Dataset entries:
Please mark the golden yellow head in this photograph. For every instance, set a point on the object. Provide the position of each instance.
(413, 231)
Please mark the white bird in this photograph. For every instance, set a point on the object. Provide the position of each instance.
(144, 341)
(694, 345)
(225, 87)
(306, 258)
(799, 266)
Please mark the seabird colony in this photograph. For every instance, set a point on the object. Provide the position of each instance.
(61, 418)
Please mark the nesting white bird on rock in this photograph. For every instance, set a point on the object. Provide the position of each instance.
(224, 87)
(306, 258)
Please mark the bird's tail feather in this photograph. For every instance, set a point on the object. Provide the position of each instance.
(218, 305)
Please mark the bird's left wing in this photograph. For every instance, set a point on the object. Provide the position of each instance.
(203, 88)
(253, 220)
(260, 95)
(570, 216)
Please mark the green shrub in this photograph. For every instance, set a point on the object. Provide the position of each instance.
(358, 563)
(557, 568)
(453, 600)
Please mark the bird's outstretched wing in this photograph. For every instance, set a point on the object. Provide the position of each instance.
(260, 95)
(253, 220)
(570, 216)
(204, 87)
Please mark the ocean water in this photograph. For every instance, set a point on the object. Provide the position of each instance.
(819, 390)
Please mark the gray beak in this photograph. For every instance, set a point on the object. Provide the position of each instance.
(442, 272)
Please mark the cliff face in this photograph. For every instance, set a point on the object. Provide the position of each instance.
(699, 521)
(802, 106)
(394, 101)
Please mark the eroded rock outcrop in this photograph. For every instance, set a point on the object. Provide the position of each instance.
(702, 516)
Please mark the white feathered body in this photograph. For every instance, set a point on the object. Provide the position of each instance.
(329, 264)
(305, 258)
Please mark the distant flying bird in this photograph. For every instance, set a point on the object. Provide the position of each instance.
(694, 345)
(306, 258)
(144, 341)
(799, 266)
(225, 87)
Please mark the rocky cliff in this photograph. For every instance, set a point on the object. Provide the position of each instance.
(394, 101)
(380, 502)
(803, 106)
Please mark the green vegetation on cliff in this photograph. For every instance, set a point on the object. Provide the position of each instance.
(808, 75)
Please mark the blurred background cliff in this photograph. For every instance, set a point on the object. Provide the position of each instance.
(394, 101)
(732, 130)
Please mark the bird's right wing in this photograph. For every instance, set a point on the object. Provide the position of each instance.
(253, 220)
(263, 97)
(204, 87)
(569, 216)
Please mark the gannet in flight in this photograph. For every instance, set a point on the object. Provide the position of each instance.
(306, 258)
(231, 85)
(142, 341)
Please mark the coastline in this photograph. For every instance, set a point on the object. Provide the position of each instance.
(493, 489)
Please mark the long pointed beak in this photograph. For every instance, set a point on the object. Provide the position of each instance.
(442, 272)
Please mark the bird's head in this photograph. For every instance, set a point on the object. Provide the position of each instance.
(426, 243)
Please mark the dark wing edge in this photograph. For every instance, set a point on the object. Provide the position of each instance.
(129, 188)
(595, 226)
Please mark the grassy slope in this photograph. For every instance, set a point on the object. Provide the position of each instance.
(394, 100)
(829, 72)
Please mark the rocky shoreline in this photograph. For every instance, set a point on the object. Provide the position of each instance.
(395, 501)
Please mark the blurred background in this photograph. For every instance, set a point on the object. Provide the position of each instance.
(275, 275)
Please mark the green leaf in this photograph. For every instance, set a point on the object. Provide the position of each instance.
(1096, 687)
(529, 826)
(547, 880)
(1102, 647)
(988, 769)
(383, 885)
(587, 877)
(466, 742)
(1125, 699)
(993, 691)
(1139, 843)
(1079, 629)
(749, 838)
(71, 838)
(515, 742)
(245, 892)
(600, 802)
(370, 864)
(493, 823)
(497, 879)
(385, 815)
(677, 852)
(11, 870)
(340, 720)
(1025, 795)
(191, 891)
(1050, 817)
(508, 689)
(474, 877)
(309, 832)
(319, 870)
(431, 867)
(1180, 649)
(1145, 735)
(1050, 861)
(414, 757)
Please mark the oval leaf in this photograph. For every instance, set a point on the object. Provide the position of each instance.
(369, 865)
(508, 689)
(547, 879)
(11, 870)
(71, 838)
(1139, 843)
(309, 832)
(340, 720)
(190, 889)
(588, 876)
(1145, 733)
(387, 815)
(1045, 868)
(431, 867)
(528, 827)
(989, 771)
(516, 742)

- **WHAT YOU HAVE TO DO**: Only the lines from the one holding "Please mark the coastline" to the end of the entries above belong in the answer, each copied exactly.

- **REPLY TO THE TASK**:
Please mark the coastline in this photograph. For every instance, set a point on the object. Provide the position of each instance.
(493, 489)
Please mark the long pointed beak in this photograph. For every instance, set a point on the object. Provide the position of each instance.
(442, 272)
Please mark the bird's head in this photograph. For every instance, set a point on the object. Provide the position of each instance.
(426, 243)
Please mark the dark wing edge in this photograph. For every instance, set a point on the object. Provide the position of each instance.
(129, 188)
(595, 226)
Please mark the grassy slope in this photograph. For every instance, set a point on the object. Provide the position of each instance.
(394, 100)
(829, 72)
Please mark the rocky shoreline in this photograph. For every instance, set a point on the object. Provide the position of each instance.
(395, 501)
Please mark the blurred background in this photograph. For every instance, set a point on the object. Provide the position of each instance.
(275, 275)
Please mark the green leaf in this photograph. For every instance, set a point on the object. Provide the position of each instance.
(1096, 687)
(529, 826)
(547, 880)
(1102, 647)
(988, 769)
(383, 885)
(587, 877)
(466, 742)
(1125, 699)
(993, 691)
(1139, 843)
(1079, 629)
(749, 838)
(71, 838)
(515, 742)
(245, 892)
(600, 802)
(370, 864)
(493, 823)
(497, 879)
(385, 815)
(677, 852)
(11, 870)
(340, 720)
(1025, 795)
(191, 891)
(1050, 817)
(508, 689)
(474, 877)
(309, 832)
(319, 870)
(431, 867)
(1180, 649)
(1145, 735)
(1050, 861)
(414, 757)
Please mark the oval leaf in this photograph. For every instance, set a point on the object. Provide the position of each instance.
(369, 865)
(508, 689)
(547, 879)
(11, 870)
(71, 838)
(1139, 843)
(309, 832)
(340, 720)
(190, 889)
(588, 876)
(1145, 733)
(387, 815)
(1045, 868)
(431, 867)
(528, 827)
(989, 771)
(516, 742)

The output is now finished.